[Fragmenty zbioru danych o wskazywaniu obiektów]
——————————
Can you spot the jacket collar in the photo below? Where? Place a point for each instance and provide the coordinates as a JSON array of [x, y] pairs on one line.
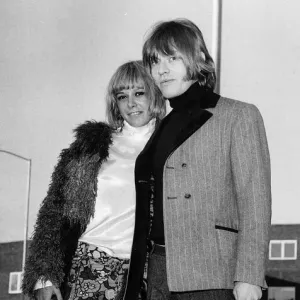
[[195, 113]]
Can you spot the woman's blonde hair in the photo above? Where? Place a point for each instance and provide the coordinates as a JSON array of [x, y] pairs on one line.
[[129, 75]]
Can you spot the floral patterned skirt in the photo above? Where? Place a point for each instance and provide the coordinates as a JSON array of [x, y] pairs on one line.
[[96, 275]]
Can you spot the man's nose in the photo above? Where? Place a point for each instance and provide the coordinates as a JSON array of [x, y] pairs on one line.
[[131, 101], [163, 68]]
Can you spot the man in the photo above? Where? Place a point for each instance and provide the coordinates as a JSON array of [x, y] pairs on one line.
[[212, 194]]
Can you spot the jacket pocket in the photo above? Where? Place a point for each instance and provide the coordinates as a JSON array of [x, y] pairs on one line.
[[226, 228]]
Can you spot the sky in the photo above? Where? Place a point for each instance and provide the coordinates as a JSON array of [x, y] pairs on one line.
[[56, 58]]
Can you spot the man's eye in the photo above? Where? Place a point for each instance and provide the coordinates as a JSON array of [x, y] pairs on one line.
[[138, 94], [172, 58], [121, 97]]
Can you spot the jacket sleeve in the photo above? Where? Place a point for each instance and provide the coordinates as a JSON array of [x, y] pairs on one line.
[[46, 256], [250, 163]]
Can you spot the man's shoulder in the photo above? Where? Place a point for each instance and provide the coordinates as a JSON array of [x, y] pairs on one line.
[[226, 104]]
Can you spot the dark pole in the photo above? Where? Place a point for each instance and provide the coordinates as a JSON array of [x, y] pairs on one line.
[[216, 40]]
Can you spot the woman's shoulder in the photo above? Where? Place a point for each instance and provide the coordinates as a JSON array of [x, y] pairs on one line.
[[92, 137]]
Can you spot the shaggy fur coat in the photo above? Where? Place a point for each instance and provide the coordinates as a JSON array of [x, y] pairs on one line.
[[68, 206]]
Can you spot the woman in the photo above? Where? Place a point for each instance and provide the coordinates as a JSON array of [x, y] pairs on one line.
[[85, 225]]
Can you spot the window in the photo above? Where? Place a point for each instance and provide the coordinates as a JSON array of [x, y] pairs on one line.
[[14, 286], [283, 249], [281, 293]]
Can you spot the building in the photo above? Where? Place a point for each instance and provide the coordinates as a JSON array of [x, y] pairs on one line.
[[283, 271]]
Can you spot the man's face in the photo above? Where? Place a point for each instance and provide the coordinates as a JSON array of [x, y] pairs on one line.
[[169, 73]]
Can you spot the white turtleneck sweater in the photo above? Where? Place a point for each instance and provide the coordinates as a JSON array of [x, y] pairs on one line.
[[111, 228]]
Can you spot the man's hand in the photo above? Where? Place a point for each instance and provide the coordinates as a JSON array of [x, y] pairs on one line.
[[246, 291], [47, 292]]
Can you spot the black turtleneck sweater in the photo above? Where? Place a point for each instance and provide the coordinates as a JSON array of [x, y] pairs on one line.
——————————
### CO ZROBIĆ
Przepisz w całości wiersze od początku aż do wiersza zawierającego "[[131, 101], [163, 68]]" włącznie i przesuń współrzędne punktów w odpowiedziach, dodając do każdej z nich -102. Obrazów nie umieszczaj w odpowiedzi.

### GOTOWA ODPOWIEDŹ
Can you spot the jacket collar in the photo below? Where? Place a point for each instance and provide the coordinates as a JSON array of [x, y] pairs on one line.
[[93, 11]]
Can you spot the woman's blonde hair in the photo above? Where? Place a point for each instance and provide the coordinates as a JSON array of [x, y] pairs on one line.
[[27, -27]]
Can you spot the floral patterned skirt in the photo above? Where? Place a point for each instance and provide the coordinates as a JSON array of [x, y] pairs on one line.
[[-6, 173]]
Can you spot the man's nose in the photo above? Where? Place a point for each instance and provide the coordinates as a JSON array of [x, y] pairs on one line.
[[29, -1], [61, -34]]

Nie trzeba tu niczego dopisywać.